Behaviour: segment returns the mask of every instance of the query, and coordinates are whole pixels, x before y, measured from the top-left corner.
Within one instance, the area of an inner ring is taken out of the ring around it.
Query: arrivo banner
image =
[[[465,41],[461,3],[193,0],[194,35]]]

•••••

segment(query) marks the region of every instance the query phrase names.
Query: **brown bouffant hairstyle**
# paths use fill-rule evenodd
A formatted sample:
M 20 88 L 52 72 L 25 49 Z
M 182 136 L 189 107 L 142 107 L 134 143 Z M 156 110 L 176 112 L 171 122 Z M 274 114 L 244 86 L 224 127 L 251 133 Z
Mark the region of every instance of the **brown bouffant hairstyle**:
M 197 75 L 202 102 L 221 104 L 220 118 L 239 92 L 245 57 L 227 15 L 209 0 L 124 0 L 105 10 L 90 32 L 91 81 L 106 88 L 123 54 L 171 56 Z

•••••

WRITTEN TASK:
Could you reproduce the records starting at the line that contains "Behaviour: segment returns" and ending at the line that contains "[[[465,41],[461,3],[193,0],[194,35]]]", with both of those lines and the requests included, and with every coordinate in the answers scaled by 2.15 and rounded to a whole number, halves rounding up? Give only those lines.

SOLUTION:
Behaviour: segment returns the mask of every instance of the query, and coordinates are whole pixels, x before y, measured from the top-left corner.
Within one instance, the area of an inner ring is taken out of the ring around it.
Query: arrivo banner
image =
[[[1000,88],[991,6],[415,0],[417,75]]]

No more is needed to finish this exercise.